Pointing items:
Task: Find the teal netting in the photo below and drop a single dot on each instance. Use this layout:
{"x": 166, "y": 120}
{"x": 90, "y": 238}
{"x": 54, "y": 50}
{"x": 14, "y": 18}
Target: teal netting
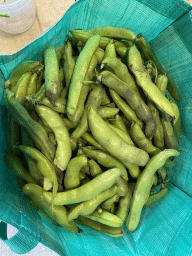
{"x": 166, "y": 227}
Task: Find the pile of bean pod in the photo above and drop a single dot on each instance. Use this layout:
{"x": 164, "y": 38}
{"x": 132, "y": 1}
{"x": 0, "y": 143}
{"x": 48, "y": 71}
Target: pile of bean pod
{"x": 93, "y": 129}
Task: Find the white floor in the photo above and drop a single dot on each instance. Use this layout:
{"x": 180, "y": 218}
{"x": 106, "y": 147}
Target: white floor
{"x": 40, "y": 249}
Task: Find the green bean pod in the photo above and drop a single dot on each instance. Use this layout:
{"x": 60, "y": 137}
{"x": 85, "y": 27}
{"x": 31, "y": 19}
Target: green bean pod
{"x": 124, "y": 136}
{"x": 169, "y": 135}
{"x": 162, "y": 172}
{"x": 108, "y": 203}
{"x": 69, "y": 124}
{"x": 125, "y": 202}
{"x": 89, "y": 206}
{"x": 99, "y": 54}
{"x": 19, "y": 70}
{"x": 84, "y": 91}
{"x": 33, "y": 169}
{"x": 35, "y": 130}
{"x": 143, "y": 185}
{"x": 99, "y": 227}
{"x": 144, "y": 81}
{"x": 83, "y": 36}
{"x": 161, "y": 83}
{"x": 119, "y": 123}
{"x": 110, "y": 50}
{"x": 20, "y": 90}
{"x": 52, "y": 83}
{"x": 106, "y": 112}
{"x": 58, "y": 213}
{"x": 148, "y": 54}
{"x": 17, "y": 167}
{"x": 122, "y": 186}
{"x": 121, "y": 51}
{"x": 44, "y": 165}
{"x": 89, "y": 138}
{"x": 94, "y": 100}
{"x": 14, "y": 131}
{"x": 106, "y": 218}
{"x": 141, "y": 141}
{"x": 39, "y": 80}
{"x": 60, "y": 104}
{"x": 72, "y": 178}
{"x": 59, "y": 52}
{"x": 136, "y": 103}
{"x": 105, "y": 100}
{"x": 113, "y": 32}
{"x": 125, "y": 108}
{"x": 112, "y": 143}
{"x": 87, "y": 191}
{"x": 94, "y": 168}
{"x": 54, "y": 121}
{"x": 177, "y": 123}
{"x": 106, "y": 160}
{"x": 69, "y": 66}
{"x": 80, "y": 70}
{"x": 121, "y": 71}
{"x": 159, "y": 135}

- _SHORT EXERCISE_:
Copy all the items above with "drop a single dot" replaced by "place one dot" everywhere and nothing else changed. Leave the pictures out.

- _TASK SOLUTION_:
Task: Find the teal netting in the photo below and place one dot on each instance. Use this layout:
{"x": 166, "y": 120}
{"x": 90, "y": 238}
{"x": 54, "y": 50}
{"x": 14, "y": 18}
Target: teal netting
{"x": 166, "y": 227}
Task: Find the pile of bean pod in the photo above and place one dot on each instance. Use this layout:
{"x": 164, "y": 38}
{"x": 132, "y": 1}
{"x": 0, "y": 143}
{"x": 48, "y": 71}
Target: pile of bean pod
{"x": 93, "y": 129}
Task: Find the white floor in the photo above and place one dot on each instance. Use this layout:
{"x": 180, "y": 218}
{"x": 106, "y": 147}
Target: white floor
{"x": 40, "y": 249}
Task: Find the green bean pod in the photo above and place one dot on each instance. Use this layout:
{"x": 60, "y": 137}
{"x": 85, "y": 27}
{"x": 31, "y": 19}
Target: green bean pod
{"x": 124, "y": 136}
{"x": 169, "y": 135}
{"x": 162, "y": 172}
{"x": 108, "y": 203}
{"x": 69, "y": 124}
{"x": 125, "y": 202}
{"x": 89, "y": 206}
{"x": 99, "y": 54}
{"x": 19, "y": 70}
{"x": 84, "y": 91}
{"x": 33, "y": 169}
{"x": 35, "y": 130}
{"x": 143, "y": 185}
{"x": 99, "y": 227}
{"x": 144, "y": 81}
{"x": 83, "y": 36}
{"x": 161, "y": 83}
{"x": 119, "y": 123}
{"x": 110, "y": 50}
{"x": 20, "y": 90}
{"x": 52, "y": 83}
{"x": 106, "y": 112}
{"x": 58, "y": 213}
{"x": 148, "y": 54}
{"x": 17, "y": 167}
{"x": 122, "y": 186}
{"x": 121, "y": 51}
{"x": 44, "y": 165}
{"x": 89, "y": 138}
{"x": 94, "y": 100}
{"x": 14, "y": 131}
{"x": 106, "y": 218}
{"x": 141, "y": 141}
{"x": 39, "y": 80}
{"x": 60, "y": 104}
{"x": 72, "y": 178}
{"x": 59, "y": 52}
{"x": 136, "y": 103}
{"x": 105, "y": 100}
{"x": 113, "y": 32}
{"x": 125, "y": 108}
{"x": 112, "y": 143}
{"x": 87, "y": 191}
{"x": 94, "y": 168}
{"x": 54, "y": 121}
{"x": 177, "y": 123}
{"x": 106, "y": 160}
{"x": 69, "y": 66}
{"x": 80, "y": 70}
{"x": 121, "y": 71}
{"x": 159, "y": 135}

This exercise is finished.